**COMPITO ASSEGNATO A**: Duplica senza modifiche le righe dei record, dalla riga che contiene "Query: raw croissant dough" giù fino alla riga che contiene "Outline every instance of the raw", entrambe incluse.

**BRANO DI TESTO**:
Medaglia di benemerenza dell’Ordine Costantiniano

Nel 2016 S.A.R. il Principe Don Pedro di Borbone delle Due Sicilie e Orléans, Duca di Calabria, Conte di Caserta, Capo della Real Casa delle Due Sicilie, Gran Maestro del Sacro Militare Ordine Costantiniano di San Giorgio, ha insignito Enrico Santurri dell’onorificenza Medaglia di benemerenza giubilare in argento. La Medaglia di benemerenza costantiniana fu istituita a Roma nel 1918 per volere di S.A.R. il Principe Don Alfonso di Borbone delle Due Sicilie. Due recenti e temporanee varianti della Medaglia di benemerenza costantiniana sono state istituite nel 2016 e nel 2018 da parte del Duca di Calabria: la prima per commemorare la partecipazione al Pellegrinaggio Costantiniano in Roma per il Giubileo straordinario della Misericordia; la seconda per commemorare il tricentenario dalla promulgazione della bolla pontificia Militantis Ecclesiae. Le Medaglie di benemerenza costantiniane sono concesse ai benemerenti dell’Ordine Costantiniano, Cavalieri e non, ed anche alla memoria o per enti.

Promosso Capitano nel settembre 2019, Enrico Santurri fu assegnato al Nucleo Investigativo ‘Sezione Catturandi’ di Milano dove è stato protagonista, con i suoi collaboratori, anche dell’arresto di una latitante, la “preside regina”, una vicenda molto seguita per aver riscosso grande interesse mediatico dopo un servizio de Le Iene.

[Dati di segmentazione delle regioni]
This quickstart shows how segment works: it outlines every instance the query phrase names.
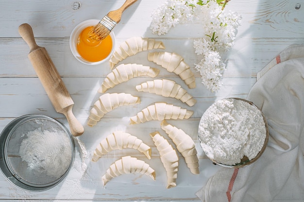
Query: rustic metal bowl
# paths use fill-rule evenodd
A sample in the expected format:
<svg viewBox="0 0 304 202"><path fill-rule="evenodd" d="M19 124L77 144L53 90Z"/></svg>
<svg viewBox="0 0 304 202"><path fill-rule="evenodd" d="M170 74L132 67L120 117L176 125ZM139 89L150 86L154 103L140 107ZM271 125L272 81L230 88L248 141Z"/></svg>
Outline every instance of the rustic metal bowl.
<svg viewBox="0 0 304 202"><path fill-rule="evenodd" d="M241 161L240 163L237 163L236 164L236 165L225 165L222 163L221 163L220 162L218 162L217 161L217 160L216 160L215 159L213 159L212 158L210 157L210 156L208 156L208 155L206 154L207 156L208 156L208 157L211 160L213 161L213 164L215 165L219 165L220 166L222 166L223 167L225 167L225 168L242 168L245 166L247 166L249 165L250 165L251 164L252 164L254 162L256 161L262 155L262 154L263 154L263 153L264 152L264 151L265 151L265 149L266 148L266 147L267 146L267 144L268 143L268 140L269 139L269 129L268 129L268 124L267 123L267 121L266 120L266 118L264 114L264 113L263 113L263 112L262 111L262 110L259 109L256 106L255 106L252 102L249 101L247 100L244 99L242 99L242 98L236 98L236 97L233 97L233 98L225 98L224 99L234 99L236 100L241 100L244 102L246 102L249 104L250 104L250 105L254 106L257 110L258 110L258 111L259 111L261 113L261 115L262 115L262 116L263 117L263 119L264 120L264 122L265 123L265 129L266 129L266 137L265 137L265 140L264 142L264 144L263 145L263 147L262 147L262 149L261 149L261 150L259 151L259 152L258 153L258 154L256 155L256 156L255 156L255 157L254 157L251 160L249 160L248 157L247 156L246 156L246 155L244 155L243 156L243 157L241 159ZM203 117L203 116L202 116ZM202 119L201 122L202 121ZM203 145L202 145L202 141L201 140L201 137L200 137L200 135L199 134L199 140L200 140L200 145L202 146L202 148L203 149L203 150L204 150L204 147Z"/></svg>
<svg viewBox="0 0 304 202"><path fill-rule="evenodd" d="M41 171L41 168L29 166L20 156L20 146L22 141L28 138L27 133L37 128L58 132L57 134L60 134L58 135L62 138L61 140L65 140L65 143L70 146L70 153L68 150L70 148L67 149L69 154L67 158L68 160L61 163L60 166L63 167L60 167L60 171L56 176L50 176L49 173ZM64 136L65 135L68 138ZM28 191L44 191L58 184L67 175L75 157L75 143L69 131L59 122L43 115L26 115L12 121L0 135L0 169L3 175L15 186ZM51 154L52 151L50 152ZM55 155L52 154L49 158Z"/></svg>

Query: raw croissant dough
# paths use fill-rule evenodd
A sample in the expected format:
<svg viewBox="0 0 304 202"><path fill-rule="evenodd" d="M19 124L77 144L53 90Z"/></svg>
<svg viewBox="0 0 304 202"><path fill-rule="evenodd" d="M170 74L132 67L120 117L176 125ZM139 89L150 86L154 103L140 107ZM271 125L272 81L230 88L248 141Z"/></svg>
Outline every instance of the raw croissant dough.
<svg viewBox="0 0 304 202"><path fill-rule="evenodd" d="M139 52L152 49L165 49L163 42L153 39L132 37L122 42L115 49L110 59L110 67L113 69L115 65L129 56L135 55Z"/></svg>
<svg viewBox="0 0 304 202"><path fill-rule="evenodd" d="M168 79L154 79L136 86L138 92L149 92L164 97L170 97L186 103L190 107L196 103L196 100L174 81Z"/></svg>
<svg viewBox="0 0 304 202"><path fill-rule="evenodd" d="M134 77L148 76L154 78L159 73L159 70L137 64L121 64L107 75L98 93L104 93L116 85L127 81Z"/></svg>
<svg viewBox="0 0 304 202"><path fill-rule="evenodd" d="M155 180L155 172L154 170L144 161L136 158L126 156L122 157L110 166L105 173L101 177L103 186L112 178L123 174L140 173L150 176Z"/></svg>
<svg viewBox="0 0 304 202"><path fill-rule="evenodd" d="M181 108L165 102L157 102L147 107L131 117L131 124L140 124L151 120L162 121L165 119L188 119L193 111Z"/></svg>
<svg viewBox="0 0 304 202"><path fill-rule="evenodd" d="M149 53L148 60L161 65L169 72L174 72L179 76L189 88L195 88L194 75L190 69L190 66L178 54L168 52Z"/></svg>
<svg viewBox="0 0 304 202"><path fill-rule="evenodd" d="M176 151L158 131L150 133L150 136L159 152L160 160L167 171L167 188L176 186L179 160Z"/></svg>
<svg viewBox="0 0 304 202"><path fill-rule="evenodd" d="M151 148L141 140L122 131L114 132L102 140L94 151L92 161L97 161L103 155L112 150L122 150L127 148L137 149L151 159Z"/></svg>
<svg viewBox="0 0 304 202"><path fill-rule="evenodd" d="M185 158L187 167L193 174L199 174L199 159L195 144L192 138L181 129L169 124L164 120L161 123L162 129L176 145L176 149Z"/></svg>
<svg viewBox="0 0 304 202"><path fill-rule="evenodd" d="M140 103L139 97L129 93L105 93L99 97L90 111L87 124L90 126L96 125L103 115L119 106L135 105Z"/></svg>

**COMPITO ASSEGNATO B**: Elenca tutti gli anni citati nel brano sulla medaglia costantiniana, ciascuno una sola volta.

**RISULTATO ATTESO A**:
Query: raw croissant dough
# paths use fill-rule evenodd
A sample in the expected format:
<svg viewBox="0 0 304 202"><path fill-rule="evenodd" d="M19 124L77 144L53 90Z"/></svg>
<svg viewBox="0 0 304 202"><path fill-rule="evenodd" d="M170 74L132 67L120 117L176 125ZM139 89L150 86L154 103L140 107ZM271 125L272 81L230 88L248 141Z"/></svg>
Outline every instance of the raw croissant dough.

**RISULTATO ATTESO B**: 1918, 2016, 2018, 2019